Would you please restate all of the data exactly?

(Excerpts from a dataset)
Segment Open

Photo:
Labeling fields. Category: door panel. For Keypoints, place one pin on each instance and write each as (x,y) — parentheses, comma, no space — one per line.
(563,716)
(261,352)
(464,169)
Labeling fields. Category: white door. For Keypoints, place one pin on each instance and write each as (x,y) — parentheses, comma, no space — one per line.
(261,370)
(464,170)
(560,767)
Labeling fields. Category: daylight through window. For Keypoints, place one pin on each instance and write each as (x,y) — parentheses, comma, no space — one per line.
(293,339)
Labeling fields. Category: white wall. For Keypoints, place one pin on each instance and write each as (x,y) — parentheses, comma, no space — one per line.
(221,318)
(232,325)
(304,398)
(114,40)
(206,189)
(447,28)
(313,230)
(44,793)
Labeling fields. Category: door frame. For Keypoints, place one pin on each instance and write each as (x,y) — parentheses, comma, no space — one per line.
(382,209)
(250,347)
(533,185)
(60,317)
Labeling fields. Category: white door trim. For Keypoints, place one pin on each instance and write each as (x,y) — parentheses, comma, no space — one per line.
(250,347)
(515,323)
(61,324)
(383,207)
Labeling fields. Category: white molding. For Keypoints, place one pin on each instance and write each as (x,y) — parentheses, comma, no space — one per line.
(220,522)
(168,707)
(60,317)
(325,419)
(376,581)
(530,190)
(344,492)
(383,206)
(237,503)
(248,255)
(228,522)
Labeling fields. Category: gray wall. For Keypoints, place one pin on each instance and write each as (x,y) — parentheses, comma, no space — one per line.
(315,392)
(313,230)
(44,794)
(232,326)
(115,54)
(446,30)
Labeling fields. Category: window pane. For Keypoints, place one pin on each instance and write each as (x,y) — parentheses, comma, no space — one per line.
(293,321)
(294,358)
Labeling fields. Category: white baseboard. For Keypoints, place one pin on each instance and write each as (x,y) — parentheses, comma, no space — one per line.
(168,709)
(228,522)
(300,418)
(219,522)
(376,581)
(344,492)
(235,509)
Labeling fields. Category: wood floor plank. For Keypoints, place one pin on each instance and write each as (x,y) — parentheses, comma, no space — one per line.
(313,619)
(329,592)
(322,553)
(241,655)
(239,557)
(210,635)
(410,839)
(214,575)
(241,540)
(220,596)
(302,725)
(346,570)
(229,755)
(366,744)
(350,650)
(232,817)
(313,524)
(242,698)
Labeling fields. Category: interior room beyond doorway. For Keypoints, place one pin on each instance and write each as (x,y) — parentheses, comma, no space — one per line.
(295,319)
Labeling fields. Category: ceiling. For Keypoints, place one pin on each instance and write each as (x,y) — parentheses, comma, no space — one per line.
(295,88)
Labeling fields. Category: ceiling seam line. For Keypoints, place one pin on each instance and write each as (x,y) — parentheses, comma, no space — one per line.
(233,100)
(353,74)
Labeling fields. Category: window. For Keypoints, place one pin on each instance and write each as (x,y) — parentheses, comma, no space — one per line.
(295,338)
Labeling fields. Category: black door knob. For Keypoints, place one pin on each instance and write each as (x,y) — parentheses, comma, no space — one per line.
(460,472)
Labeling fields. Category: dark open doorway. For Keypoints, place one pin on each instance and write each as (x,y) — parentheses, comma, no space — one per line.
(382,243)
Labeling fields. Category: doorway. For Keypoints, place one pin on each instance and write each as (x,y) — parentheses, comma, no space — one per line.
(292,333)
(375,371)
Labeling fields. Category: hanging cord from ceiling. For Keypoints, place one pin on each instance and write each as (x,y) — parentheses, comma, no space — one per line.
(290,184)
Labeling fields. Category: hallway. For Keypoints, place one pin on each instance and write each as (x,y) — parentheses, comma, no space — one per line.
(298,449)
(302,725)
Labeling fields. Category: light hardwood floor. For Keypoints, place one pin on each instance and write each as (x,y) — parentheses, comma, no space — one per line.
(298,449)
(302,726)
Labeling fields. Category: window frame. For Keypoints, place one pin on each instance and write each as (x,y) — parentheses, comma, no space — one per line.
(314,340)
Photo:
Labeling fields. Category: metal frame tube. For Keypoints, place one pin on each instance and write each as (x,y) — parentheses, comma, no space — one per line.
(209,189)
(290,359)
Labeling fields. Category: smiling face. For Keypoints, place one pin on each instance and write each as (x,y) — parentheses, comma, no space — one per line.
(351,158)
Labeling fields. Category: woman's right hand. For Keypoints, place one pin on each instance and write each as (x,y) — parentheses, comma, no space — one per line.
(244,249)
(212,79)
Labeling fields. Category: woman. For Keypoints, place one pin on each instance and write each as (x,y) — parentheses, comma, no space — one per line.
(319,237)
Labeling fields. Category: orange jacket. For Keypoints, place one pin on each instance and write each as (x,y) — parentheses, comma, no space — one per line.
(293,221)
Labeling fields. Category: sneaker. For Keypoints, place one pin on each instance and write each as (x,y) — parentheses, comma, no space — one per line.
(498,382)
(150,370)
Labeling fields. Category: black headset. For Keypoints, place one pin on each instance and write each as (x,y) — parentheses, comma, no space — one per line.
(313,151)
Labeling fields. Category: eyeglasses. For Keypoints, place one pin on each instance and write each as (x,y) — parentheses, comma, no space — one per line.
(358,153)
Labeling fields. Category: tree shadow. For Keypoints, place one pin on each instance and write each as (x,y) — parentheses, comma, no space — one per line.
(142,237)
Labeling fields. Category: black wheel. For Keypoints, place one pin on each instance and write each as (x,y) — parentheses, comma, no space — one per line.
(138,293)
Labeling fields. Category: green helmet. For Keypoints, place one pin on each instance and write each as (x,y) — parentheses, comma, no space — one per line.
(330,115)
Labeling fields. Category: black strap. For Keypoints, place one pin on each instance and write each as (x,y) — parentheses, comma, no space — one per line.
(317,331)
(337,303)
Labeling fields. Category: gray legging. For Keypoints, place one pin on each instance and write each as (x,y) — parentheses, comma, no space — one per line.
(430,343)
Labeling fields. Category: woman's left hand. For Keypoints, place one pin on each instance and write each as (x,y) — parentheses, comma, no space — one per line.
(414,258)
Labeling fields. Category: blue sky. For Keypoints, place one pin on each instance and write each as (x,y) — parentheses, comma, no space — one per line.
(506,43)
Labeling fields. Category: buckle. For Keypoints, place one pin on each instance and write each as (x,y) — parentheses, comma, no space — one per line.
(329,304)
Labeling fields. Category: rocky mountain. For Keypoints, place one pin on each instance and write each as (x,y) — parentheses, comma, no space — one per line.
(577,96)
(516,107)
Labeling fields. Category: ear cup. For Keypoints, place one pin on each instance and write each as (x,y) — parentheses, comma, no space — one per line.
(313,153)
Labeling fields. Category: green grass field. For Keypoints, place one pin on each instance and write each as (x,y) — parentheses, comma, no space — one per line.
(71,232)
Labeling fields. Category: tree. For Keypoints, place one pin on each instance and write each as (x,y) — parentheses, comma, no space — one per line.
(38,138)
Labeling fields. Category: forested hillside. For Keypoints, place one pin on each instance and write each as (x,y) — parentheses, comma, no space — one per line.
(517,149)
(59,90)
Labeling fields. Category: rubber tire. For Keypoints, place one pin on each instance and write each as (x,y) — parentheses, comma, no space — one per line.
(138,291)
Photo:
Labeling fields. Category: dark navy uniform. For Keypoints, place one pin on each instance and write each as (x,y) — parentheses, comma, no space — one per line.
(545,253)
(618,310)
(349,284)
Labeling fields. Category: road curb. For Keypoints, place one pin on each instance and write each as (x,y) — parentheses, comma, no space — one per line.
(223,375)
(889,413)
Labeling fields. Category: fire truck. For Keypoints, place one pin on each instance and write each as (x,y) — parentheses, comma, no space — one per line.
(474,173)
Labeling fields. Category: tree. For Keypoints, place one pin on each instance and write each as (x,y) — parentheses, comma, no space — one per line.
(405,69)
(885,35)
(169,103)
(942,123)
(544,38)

Segment Closed

* _Answer below_
Photo:
Labeling fields. Category: door panel. For Keypoints, place one pin on each instance and write each as (x,y) — parentheses, comma, no space — one per line.
(563,716)
(261,352)
(464,169)
Labeling fields. Category: white door. For Keypoints, place one pin on each instance and write each as (x,y) — parentheses, comma, no space — one per line.
(261,370)
(464,170)
(560,767)
Labeling fields. Category: daylight through window. For Keypoints, place one pin on each instance and write each as (x,y) — parentheses, comma, no space — one per line.
(293,339)
Labeling fields. Category: white wall. For Keypoints, place one pin on each instance and write each as (x,y) — parentheses, comma, no space — one per line.
(221,318)
(232,325)
(304,398)
(114,40)
(206,189)
(447,28)
(313,230)
(44,793)
Labeling fields. Category: door frame. For Keypoints, place one pin on each instance and write each as (x,y) — parentheses, comma, no space — one per line.
(382,209)
(250,347)
(533,185)
(60,317)
Labeling fields. Category: white door trim. For Keypoints, place one pin on each instance and write each as (x,y) — parentheses, comma, no space — one per line.
(250,347)
(515,323)
(61,324)
(383,207)
Labeling fields. Category: white molding. For Keypoints, place one pin on each instance and write each as (x,y) — parentheses, comma, no space — one per line.
(220,522)
(168,707)
(60,317)
(325,419)
(376,581)
(530,190)
(344,492)
(383,206)
(237,503)
(248,255)
(228,522)
Labeling fields. Category: gray wall. For Keypoints, place one pin on each instance and write each as (x,y) — parentheses, comma, no space — one per line.
(315,392)
(313,230)
(44,794)
(232,326)
(115,54)
(446,30)
Labeling fields. Category: window pane. For Keypoints, place one pin on each instance and write each as (x,y) — parentheses, comma, no space — one per line.
(293,321)
(294,358)
Labeling fields. Category: white baseboard. For Keypoints, place one pin on each instance and write each as (x,y) — parentheses, comma, no space — one per line.
(168,709)
(228,522)
(300,418)
(219,522)
(376,581)
(344,492)
(235,509)
Labeling fields. Category: wood floor plank. For Keypoints, place one pin on each instance and write each as (x,y) — parentheses, comma, no space — one per line.
(313,619)
(329,592)
(322,553)
(241,655)
(239,557)
(210,635)
(410,839)
(214,575)
(241,540)
(220,596)
(302,725)
(346,570)
(229,755)
(366,744)
(350,650)
(232,817)
(313,524)
(242,698)
Labeling fields. Category: interior room beyond doorway. For Keypoints, place one pin on each instance and write each as (x,y) — parentheses, comma, no space — one per line.
(295,319)
Labeling fields. Category: ceiling. For Keypoints, place one pin on each instance and write each as (x,y) — parentheses, comma, no space — one per line.
(295,88)
Labeling fields. Category: ceiling seam line. For Keypoints, place one pin on each instance and write each as (x,y) — parentheses, comma, no space — one per line.
(233,100)
(353,74)
Labeling fields. Category: window. For Keypoints, place one pin on each instance and write each as (x,y) — parentheses, comma, no space — one per line.
(295,338)
Labeling fields. Category: black door knob. For Keypoints, place one pin on each instance and write each as (x,y) — parentheses, comma, no space — one per line.
(460,472)
Labeling fields. Category: dark open doorway. For Keypoints, place one pin on each instance and write each as (x,y) — parentheses, comma, no space — one per line.
(382,243)
Labeling fields. Category: doorway. For Keypoints, place one pin on each instance and write each as (x,y) — parentheses, comma, no space — one per line.
(292,333)
(375,371)
Labeling fields. Category: hanging cord from ceiling. For Keypoints, place one pin on each instance and write each as (x,y) — parentheses, comma, no space — one per line.
(290,184)
Labeling fields. Category: hallway. For Keypoints, place one pin on each instance and write each as (x,y) — parentheses, comma, no space — one per line.
(298,449)
(302,725)
Labeling fields. Category: light hardwood floor. For Keypoints, place one pin on each instance and write each as (x,y) — parentheses, comma, no space — one per line.
(298,449)
(302,726)
Labeling fields. Category: window frame. For Keypoints, place one pin on each instance and write each as (x,y) — parentheses, comma, no space — one per line.
(314,340)
Photo:
Labeling fields. Category: metal frame tube. For Keypoints, place one pin on each instance and write each as (x,y) — parentheses, comma, no space — one per line.
(209,189)
(290,359)
Labeling fields. Category: smiling face. For Keypoints, place one pin on each instance and write each as (x,y) — parentheses, comma, no space — one per line.
(351,158)
Labeling fields. Category: woman's right hand. For Keypoints, place one pin on each instance and write each as (x,y) — parentheses, comma, no space — one per line.
(244,249)
(212,79)
Labeling fields. Category: woman. For Keypoints, place one pin on each instance and write each as (x,y) — parentheses, comma, no space — one per line.
(319,237)
Labeling fields. Category: orange jacket. For Keypoints, place one pin on each instance and write each as (x,y) — parentheses, comma, no space — one per line.
(293,221)
Labeling fields. Category: sneaker. For Keypoints, place one pin on each instance and write each as (x,y) — parentheses, comma, no space — one per line.
(498,382)
(150,370)
Labeling fields. Category: black headset. For Keypoints, place one pin on each instance and write each as (x,y) — parentheses, comma, no space — one per line.
(313,151)
Labeling fields. Category: eyeglasses. For Keypoints, place one pin on each instance and write each as (x,y) — parentheses, comma, no space — one per line.
(358,153)
Labeling fields. Category: tree shadow. For Keypoints, place one pin on each instance and write each as (x,y) — parentheses, comma, no space — one per line.
(142,237)
Labeling fields. Category: black wheel. For Keypoints, place one pin on each instance and write each as (x,y) — parentheses, comma, no space — one per line.
(138,293)
Labeling fields. Category: green helmet. For Keypoints, place one pin on each instance and write each as (x,y) — parentheses, comma, no space — one per line.
(330,115)
Labeling fields. Category: black strap. For Keypoints, place one pin on each instance and write each as (x,y) — parentheses, comma, no space — one per line.
(317,331)
(337,303)
Labeling fields. Category: gray legging. For Keypoints, place one pin on each instance and write each as (x,y) — parentheses, comma, no space — one per line.
(430,343)
Labeling fields. Category: woman's left hand. For Keypoints, place one pin on each instance and write each as (x,y) — parentheses, comma, no space — one per line.
(414,258)
Labeling fields. Category: blue sky. For Keypoints, place one pin on each instance and write each as (x,y) — parentheses, comma, no space — one per line.
(506,43)
Labeling fields. Category: buckle. For Keypoints, place one pin on each instance and write each as (x,y) — parentheses, comma, no space — one per line.
(329,304)
Labeling fields. Category: rocky mountain. For Keypoints, place one pin on each instance and write each as (x,y) — parentheses, comma, no space — one per line.
(577,96)
(516,107)
Labeling fields. Category: ear cup. For Keypoints, place one pin on each instance and write each as (x,y) — parentheses, comma, no space — one per line.
(313,153)
Labeling fields. Category: green grass field. For Keypoints, place one pin on each instance and write each as (x,y) — parentheses, comma, no space — one per line.
(71,232)
Labeling fields. Category: tree. For Keypoints, place one pin on each instance and write each as (x,y) — parentheses, comma, no space — one per line.
(38,138)
Labeling fields. Category: forested hillside. For Keypoints, place one pin on each instance and write each as (x,y) — parentheses, comma, no space — one per line.
(517,149)
(59,90)
Labeling fields. Category: rubber tire. For Keypoints, place one pin on each instance and write each as (x,y) — parentheses, comma, no space — one per line.
(138,291)
Photo:
Labeling fields. Category: dark navy uniform. For Keypoints, place one pin on each instance and write each as (x,y) — parentheses, comma, no space — one per line.
(545,253)
(618,310)
(349,284)
Labeling fields. Category: road curb. For Keypoints, place one pin on each instance and write each as (x,y) — parentheses, comma, no space — one per line.
(223,375)
(889,413)
Labeling fields. Category: fire truck. For Keypoints, place one pin on each instance and write each as (x,y) — parentheses, comma, no space — one per line.
(474,173)
Labeling fields. Category: tree. For Keypoints, place one pin on each instance and write each as (x,y) — parentheses, comma, no space — one per line.
(405,69)
(885,35)
(169,103)
(942,123)
(544,38)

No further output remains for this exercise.